Natural language region descriptions
>>>>
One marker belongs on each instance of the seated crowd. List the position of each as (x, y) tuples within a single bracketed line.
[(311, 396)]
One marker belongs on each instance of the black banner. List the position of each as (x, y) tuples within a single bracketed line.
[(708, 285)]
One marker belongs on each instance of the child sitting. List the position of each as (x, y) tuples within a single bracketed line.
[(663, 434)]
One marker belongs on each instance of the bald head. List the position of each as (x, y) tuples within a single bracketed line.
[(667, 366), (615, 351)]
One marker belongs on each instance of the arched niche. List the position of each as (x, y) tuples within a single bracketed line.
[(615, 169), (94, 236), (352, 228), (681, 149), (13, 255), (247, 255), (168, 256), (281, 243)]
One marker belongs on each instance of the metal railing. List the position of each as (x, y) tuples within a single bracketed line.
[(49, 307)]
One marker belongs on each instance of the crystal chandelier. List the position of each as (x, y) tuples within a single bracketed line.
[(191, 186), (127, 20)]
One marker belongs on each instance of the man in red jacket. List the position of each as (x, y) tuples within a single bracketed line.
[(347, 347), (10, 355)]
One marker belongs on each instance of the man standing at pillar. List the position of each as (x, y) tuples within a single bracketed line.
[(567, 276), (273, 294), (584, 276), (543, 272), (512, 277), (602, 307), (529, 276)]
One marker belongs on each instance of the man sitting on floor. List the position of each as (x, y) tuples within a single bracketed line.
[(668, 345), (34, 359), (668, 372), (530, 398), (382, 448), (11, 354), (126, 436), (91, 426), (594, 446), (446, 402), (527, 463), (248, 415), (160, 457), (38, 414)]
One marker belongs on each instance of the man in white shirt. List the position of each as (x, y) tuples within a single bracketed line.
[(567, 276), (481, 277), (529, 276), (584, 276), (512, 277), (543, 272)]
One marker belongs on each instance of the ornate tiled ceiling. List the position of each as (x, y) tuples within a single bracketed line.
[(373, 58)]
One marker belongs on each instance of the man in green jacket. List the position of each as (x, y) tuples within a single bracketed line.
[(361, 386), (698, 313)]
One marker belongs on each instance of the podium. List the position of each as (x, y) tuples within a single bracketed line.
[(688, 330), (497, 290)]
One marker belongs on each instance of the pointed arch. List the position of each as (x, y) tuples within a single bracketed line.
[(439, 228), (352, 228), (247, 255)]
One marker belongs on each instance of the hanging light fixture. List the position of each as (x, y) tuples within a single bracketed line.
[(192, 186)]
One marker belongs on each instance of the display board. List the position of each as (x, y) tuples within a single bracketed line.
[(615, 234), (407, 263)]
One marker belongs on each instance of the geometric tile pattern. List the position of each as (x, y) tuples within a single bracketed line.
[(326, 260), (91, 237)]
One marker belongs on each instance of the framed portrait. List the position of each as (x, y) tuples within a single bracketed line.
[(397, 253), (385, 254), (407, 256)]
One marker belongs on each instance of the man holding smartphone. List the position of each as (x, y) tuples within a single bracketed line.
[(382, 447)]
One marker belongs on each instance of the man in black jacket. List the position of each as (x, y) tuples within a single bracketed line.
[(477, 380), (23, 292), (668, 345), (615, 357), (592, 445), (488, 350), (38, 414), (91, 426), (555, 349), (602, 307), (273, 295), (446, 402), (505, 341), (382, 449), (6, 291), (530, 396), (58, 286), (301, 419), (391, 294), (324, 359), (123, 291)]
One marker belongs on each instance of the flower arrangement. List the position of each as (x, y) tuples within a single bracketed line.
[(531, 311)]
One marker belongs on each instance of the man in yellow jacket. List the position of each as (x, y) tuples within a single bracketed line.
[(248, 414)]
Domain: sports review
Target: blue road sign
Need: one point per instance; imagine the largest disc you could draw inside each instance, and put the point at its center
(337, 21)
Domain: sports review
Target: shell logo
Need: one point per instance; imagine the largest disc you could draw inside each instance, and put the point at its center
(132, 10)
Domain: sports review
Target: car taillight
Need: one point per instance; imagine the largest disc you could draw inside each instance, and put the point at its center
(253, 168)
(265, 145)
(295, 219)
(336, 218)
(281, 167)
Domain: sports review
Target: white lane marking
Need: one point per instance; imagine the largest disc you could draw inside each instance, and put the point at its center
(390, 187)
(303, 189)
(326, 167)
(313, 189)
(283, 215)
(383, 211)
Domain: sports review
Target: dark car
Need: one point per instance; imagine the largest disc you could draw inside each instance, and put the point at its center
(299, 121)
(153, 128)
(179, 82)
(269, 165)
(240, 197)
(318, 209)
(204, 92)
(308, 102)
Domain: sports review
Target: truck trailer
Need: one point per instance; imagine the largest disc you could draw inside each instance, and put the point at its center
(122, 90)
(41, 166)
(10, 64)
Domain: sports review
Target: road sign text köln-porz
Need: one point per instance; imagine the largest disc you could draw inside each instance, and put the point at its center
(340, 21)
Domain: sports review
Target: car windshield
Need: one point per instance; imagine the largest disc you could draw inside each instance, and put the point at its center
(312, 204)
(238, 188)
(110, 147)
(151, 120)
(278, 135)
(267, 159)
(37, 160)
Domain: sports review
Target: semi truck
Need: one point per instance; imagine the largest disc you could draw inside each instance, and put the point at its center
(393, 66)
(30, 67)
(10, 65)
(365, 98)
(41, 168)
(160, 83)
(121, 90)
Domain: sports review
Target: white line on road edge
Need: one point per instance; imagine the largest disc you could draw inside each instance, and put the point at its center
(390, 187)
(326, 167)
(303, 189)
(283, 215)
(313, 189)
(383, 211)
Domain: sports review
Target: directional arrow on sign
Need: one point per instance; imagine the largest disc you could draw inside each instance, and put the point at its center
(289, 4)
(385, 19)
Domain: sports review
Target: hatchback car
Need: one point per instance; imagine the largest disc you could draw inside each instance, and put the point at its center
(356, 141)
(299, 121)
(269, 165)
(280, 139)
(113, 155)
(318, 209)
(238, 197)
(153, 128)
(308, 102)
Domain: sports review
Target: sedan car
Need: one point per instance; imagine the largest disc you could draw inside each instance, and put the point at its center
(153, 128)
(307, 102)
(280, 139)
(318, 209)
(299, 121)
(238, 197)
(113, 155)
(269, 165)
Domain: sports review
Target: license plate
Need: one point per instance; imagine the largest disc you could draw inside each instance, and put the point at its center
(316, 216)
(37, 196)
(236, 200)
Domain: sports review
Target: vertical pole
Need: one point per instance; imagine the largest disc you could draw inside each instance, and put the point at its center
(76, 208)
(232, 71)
<<<<
Your objective: Scan the lines above for the word "truck", then copy each line that has it.

Reply to the task:
Target: truck trailer
Target: semi truck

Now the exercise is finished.